DATASET RECORDS Block Start

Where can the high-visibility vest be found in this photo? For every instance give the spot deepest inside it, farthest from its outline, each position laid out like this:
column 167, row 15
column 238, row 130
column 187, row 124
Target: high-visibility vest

DATASET RECORDS Block End

--- TASK STATEMENT ---
Each line of the data above is to be set down exactly.

--- REPLY ---
Where can the high-visibility vest be found in this photo? For every instance give the spot deepest inside it, farthest from its outline, each position laid out like this:
column 167, row 15
column 238, row 130
column 187, row 124
Target: high-visibility vest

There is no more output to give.